_PROVIDED PASSAGE_.
----


    Ray was a Cub Scout Pack Leader when his son was in Cub Scouts and assisted in many Scouting events as his son got older. He served as a Girl Scout Dad on many camping trips when his daughters were active in Scouting.

    Ray enjoyed playing Cribbage and often ran the local Cribbage tournament. He taught his children to play as soon as they could hold the cards.

    On November 7, 1991, Ray and his wife returned to Shenandoah, PA for his Aunt and Uncles's 50th Wedding Anniversary. Many members of the extended family were there. He had the opportunity to see many aunts and uncles, cousins and friends. On November 9th, at the Anniversay reception, Ray danced with his Aunt. He danced a polka with his sister, and was dancing with his wife, when he had his last heart attack. Thre was no Medic service in that small town. By the time the ambulance service got him to the hospital, 12 miles away, he was gone. He was loved and is missed by many. He is remembered as a "fun guy".

----

Stored items:

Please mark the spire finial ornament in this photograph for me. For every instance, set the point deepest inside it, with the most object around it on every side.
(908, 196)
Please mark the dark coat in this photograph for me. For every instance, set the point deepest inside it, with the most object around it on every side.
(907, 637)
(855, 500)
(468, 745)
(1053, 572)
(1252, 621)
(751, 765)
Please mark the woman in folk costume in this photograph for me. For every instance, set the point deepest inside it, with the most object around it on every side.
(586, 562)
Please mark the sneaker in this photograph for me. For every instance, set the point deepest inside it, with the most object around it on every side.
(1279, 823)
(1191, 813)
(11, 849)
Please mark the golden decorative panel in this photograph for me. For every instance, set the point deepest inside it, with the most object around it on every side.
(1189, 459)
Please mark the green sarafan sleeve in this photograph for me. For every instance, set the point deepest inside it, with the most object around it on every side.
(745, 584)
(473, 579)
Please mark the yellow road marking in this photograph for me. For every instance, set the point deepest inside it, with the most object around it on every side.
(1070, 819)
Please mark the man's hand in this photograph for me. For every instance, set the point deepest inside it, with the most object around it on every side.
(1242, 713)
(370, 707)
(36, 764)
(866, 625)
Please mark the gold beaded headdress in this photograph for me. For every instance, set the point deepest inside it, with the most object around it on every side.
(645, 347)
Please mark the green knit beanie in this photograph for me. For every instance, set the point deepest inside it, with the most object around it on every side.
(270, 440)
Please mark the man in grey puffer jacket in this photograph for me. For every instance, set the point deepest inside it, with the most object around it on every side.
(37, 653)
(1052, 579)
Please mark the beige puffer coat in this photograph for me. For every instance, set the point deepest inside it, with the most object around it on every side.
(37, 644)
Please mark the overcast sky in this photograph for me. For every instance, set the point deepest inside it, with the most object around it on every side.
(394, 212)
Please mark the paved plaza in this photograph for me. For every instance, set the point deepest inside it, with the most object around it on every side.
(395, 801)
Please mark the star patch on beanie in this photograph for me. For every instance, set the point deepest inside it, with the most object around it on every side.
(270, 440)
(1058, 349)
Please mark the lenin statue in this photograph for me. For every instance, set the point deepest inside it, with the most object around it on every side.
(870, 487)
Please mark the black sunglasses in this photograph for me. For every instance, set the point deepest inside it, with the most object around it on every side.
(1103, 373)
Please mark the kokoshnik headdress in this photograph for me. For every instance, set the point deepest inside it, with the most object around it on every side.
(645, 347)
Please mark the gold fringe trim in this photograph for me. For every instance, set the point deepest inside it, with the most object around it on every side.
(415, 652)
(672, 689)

----

_PARTS OF THE EXERCISE_.
A: Answer these from the memorial text about Ray:
(i) Which card game's local tournament did Ray often run?
(ii) To what town did Ray and his wife return in November 1991?
(iii) How far away was the hospital the ambulance took him to?
B: Name every person the memorial text about Ray says he danced with at the anniversary reception.
C: Continue the memorial text about Ray from the point where it ends.

_ANSWERS FOR EACH ITEM_.
A:
(i) Cribbage
(ii) Shenandoah, PA
(iii) 12 miles

B: His aunt, his sister, and his wife.

C:
    Ray Gober is buried in Woodland Cemetery, Olympia, WA." - Jean Gober

  • Ray/Eileen"Recently, I've been asked to write about my brother, Ray Gober, and my relationship to him. This won't be an easy task, i.e. enveloping fifty-four years into a few paragraphs; however, I can see where I might enjoy this a whole lot, since Ray can't be here to defend himself!!

    I'll begin by telling you that I was four years older - and so four years SMARTER than Ray. (I'm lovin' this already!). We grew up with the usual outpouring of true 'sibling love' - which means we fought like a cat and dog! If you have a brother or sister then you know what I mean. Surely, you remember! - the punch, pinch or nasty face in passing, elbowing each other at the dinner table, chasing each other all around the house for the 'kill' (but that was only when your parents weren't home!). With a chuckle, I remember we devilled each other unmercifully as kids. Only now do I wonder - were we normal? Perhaps I've taken too much for granted in believing that all siblings behaved this way. Whatever! In our mid-years, we had a lot to reflect on and laugh about.

    The older we got the more we mellowed. In fact, on the day I got married, my brother got teary and you guys know it wasn't 'cool' (or whatever the slang word was then) for a fifteen year old guy to cry - not then, not now. I'll never forget that I realized right then, 'WOW! HE REALLY LOVES ME!'.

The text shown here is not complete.